Entries for labeling object positions
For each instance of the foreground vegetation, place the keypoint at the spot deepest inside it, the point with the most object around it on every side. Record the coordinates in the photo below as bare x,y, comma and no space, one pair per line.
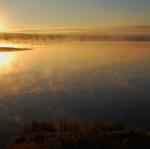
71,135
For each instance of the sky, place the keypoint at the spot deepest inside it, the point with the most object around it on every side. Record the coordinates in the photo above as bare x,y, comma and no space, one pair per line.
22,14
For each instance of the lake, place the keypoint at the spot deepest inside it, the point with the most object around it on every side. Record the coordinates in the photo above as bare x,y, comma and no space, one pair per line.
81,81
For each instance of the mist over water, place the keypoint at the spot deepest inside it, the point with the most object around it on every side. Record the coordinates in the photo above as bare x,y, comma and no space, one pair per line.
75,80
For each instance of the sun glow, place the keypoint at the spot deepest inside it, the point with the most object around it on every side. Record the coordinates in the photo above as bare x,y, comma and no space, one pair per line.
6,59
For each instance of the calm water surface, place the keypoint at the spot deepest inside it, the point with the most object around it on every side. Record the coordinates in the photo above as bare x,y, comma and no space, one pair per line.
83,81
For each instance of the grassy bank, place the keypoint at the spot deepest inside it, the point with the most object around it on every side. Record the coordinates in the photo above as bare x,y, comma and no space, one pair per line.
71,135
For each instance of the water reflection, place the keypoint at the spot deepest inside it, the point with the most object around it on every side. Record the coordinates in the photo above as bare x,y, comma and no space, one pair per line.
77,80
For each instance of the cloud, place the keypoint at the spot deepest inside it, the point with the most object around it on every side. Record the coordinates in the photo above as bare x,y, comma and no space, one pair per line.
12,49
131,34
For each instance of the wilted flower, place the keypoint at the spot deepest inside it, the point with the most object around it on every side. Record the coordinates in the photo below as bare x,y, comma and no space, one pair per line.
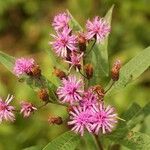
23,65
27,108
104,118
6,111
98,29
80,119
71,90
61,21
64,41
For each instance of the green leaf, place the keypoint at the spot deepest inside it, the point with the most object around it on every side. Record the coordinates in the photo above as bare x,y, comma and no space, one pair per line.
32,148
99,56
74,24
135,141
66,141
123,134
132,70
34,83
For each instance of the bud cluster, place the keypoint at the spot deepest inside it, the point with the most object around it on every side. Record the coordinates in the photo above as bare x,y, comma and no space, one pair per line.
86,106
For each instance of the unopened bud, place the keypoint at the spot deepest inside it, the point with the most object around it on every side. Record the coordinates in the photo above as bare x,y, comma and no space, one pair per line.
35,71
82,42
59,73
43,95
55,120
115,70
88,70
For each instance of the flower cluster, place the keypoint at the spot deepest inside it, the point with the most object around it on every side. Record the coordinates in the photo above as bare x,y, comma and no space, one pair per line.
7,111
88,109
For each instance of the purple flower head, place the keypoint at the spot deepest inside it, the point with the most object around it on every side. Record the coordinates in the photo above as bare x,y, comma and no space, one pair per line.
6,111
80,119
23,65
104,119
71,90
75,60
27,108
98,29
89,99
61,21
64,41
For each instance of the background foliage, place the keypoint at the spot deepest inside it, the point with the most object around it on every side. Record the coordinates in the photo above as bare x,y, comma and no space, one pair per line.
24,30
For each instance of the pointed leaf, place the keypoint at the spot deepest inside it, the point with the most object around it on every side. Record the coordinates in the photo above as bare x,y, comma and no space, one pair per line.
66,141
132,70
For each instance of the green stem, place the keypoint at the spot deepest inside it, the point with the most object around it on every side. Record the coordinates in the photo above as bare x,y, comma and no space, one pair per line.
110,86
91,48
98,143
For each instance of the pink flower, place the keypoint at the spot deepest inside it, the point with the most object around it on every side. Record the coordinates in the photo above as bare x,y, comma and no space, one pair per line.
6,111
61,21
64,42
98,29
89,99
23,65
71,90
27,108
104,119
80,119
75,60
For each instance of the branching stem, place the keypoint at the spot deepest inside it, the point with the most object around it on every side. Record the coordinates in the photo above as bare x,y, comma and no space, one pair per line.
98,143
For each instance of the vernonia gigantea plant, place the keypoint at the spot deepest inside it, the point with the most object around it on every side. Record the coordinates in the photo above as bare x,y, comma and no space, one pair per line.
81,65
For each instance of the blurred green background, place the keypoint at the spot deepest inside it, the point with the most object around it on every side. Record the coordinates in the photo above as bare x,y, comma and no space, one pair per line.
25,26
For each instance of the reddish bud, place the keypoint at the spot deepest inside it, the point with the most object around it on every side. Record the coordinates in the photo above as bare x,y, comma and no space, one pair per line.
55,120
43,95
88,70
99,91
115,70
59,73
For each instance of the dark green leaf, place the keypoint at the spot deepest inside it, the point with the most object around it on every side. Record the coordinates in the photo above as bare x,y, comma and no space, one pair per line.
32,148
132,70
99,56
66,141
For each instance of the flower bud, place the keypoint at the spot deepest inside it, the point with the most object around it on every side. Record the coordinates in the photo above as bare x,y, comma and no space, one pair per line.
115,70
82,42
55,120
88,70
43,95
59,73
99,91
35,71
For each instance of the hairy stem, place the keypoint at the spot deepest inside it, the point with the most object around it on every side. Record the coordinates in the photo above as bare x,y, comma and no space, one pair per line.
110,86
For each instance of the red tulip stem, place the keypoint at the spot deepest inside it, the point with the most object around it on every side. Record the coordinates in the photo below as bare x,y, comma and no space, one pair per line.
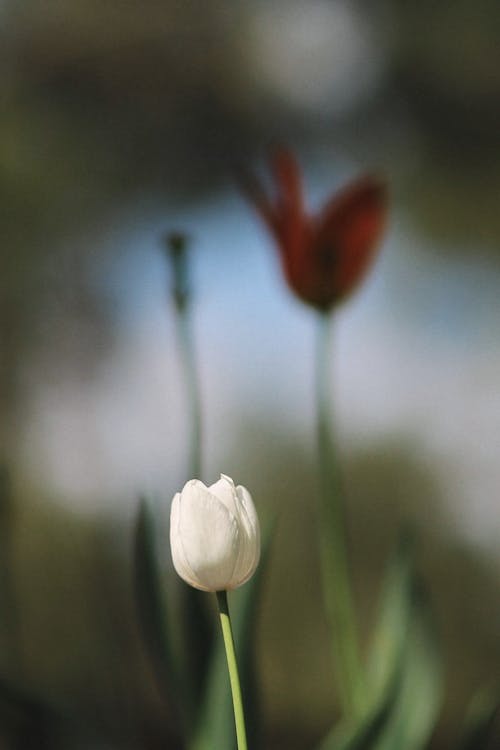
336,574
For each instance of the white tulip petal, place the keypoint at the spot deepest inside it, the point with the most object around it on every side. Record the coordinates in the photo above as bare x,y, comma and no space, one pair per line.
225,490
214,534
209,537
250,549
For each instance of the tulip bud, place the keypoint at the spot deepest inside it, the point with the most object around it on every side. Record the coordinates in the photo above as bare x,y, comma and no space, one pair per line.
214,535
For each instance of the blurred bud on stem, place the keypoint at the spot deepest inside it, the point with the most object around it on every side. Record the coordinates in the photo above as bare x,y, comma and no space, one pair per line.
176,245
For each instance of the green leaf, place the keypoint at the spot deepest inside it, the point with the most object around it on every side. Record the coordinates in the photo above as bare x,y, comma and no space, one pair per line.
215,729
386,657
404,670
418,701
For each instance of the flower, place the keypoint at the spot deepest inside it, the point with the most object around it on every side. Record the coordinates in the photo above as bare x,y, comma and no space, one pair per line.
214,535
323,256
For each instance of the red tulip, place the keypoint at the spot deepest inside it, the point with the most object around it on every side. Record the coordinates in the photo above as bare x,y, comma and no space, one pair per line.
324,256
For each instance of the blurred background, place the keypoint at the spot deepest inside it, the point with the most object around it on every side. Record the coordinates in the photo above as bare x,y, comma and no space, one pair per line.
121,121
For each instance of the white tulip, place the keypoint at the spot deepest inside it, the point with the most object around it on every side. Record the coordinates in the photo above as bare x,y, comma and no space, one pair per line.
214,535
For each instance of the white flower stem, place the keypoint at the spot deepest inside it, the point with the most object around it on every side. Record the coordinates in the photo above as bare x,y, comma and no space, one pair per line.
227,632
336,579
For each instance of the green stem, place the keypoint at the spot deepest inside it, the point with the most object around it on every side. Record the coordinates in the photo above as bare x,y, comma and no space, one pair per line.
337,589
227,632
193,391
...
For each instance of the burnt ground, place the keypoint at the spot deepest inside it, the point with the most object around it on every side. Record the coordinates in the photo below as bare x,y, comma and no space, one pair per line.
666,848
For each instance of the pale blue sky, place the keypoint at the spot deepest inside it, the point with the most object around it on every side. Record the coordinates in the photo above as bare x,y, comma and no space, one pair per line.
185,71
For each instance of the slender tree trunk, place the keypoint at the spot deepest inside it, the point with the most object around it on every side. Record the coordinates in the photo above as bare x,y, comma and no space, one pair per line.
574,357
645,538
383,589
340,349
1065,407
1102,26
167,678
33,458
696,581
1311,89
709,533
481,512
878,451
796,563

YOUR TASK: Pick out every line of the data above that contains the word "below" and copy each of those lines in full. Case counts.

EXERCISE SOLUTION:
For each instance of the foreground vegetation, place the keypoint at the spot deepest inside it, the point with the most object around it on every side. Record the coordinates in the photo below as bare x,y, comma and no space, one pair per line.
For each instance of the wilted flower, place the keypoint at the spot deepest inside it, the point with the most object around it on every side. Record the coordinates in the photo below as bare x,y, comma and no space, one pair per line.
For each instance of the red tulip stem, place the keypoint at the spot deepest inside it, the point with the most object around it on every side. Record the coordinates in the photo below as bare x,y, comma and no space, one pair per line.
For each instance of the burnt ground, place the keypoint at the spot deepest inside it, the point with the most object around it on every side. Record the coordinates in the photo below as bare x,y, comma and no space, one pair per line.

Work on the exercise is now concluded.